(begin)

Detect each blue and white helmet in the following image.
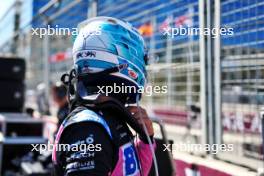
[73,17,148,103]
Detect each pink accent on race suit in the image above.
[52,125,64,164]
[111,141,156,176]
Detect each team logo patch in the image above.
[122,143,139,176]
[128,69,138,79]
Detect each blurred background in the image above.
[0,0,264,175]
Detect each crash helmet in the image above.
[72,17,148,103]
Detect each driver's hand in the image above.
[127,106,154,136]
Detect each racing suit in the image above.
[52,106,155,176]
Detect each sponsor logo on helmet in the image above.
[128,69,138,79]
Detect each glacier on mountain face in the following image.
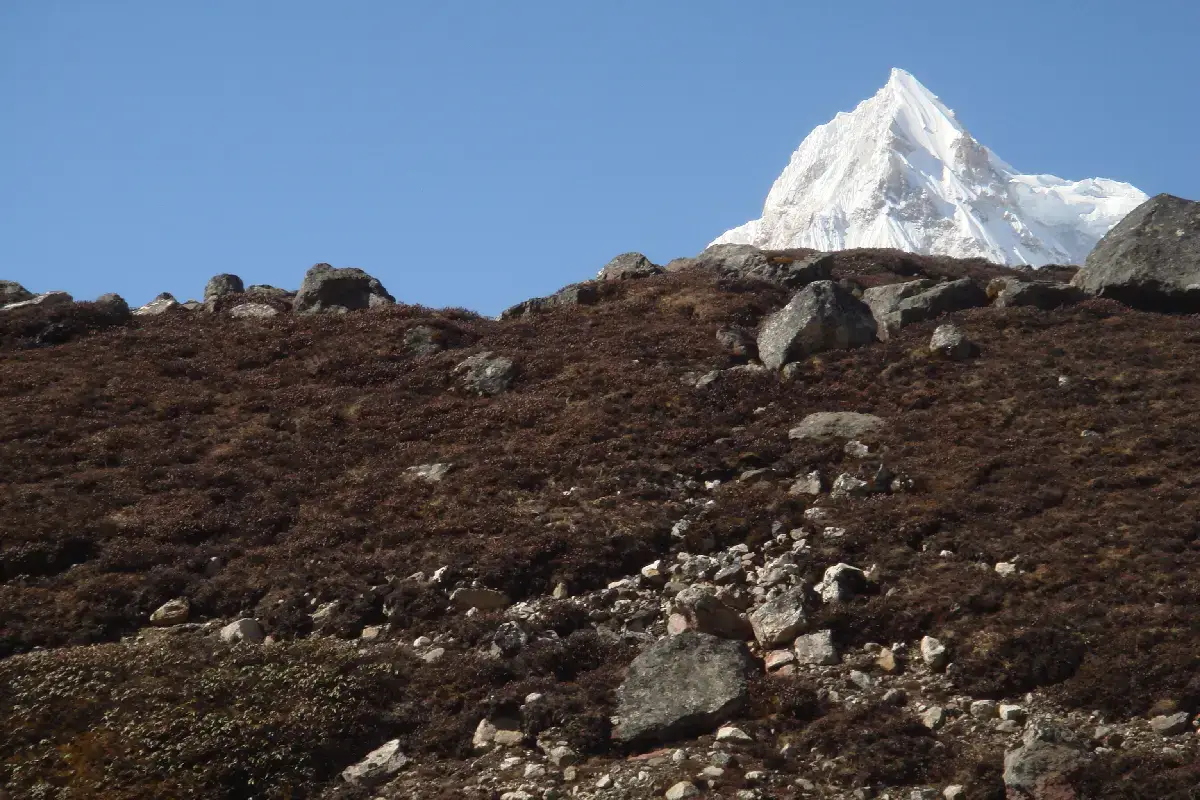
[713,70,1146,266]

(end)

_YOUR GOAL_. Can you rewrite all of the data above as a numbered list, one item per line, with blank lines dropped and the pictures left out?

_EXPECTED ANSWER_.
1. Detect each blue and white helmet in the following image.
2. [73,17,148,103]
3. Detect each pink accent on race suit in the image above.
4. [52,125,64,164]
5. [111,141,156,176]
6. Detect each team logo patch in the image above.
7. [122,143,139,176]
8. [128,69,138,79]
9. Detect each blurred background in the image above.
10. [0,0,264,175]
11. Detect each crash helmet in the image above.
12. [72,17,148,103]
13. Detect each driver's hand in the image above.
14. [127,106,154,136]
15. Detect each racing suit in the image above.
16. [52,106,155,176]
17. Detect each sponsor logo on helmet in the image above.
18. [128,69,138,79]
19. Detect each glacier on mountain face in the following image.
20. [713,70,1146,266]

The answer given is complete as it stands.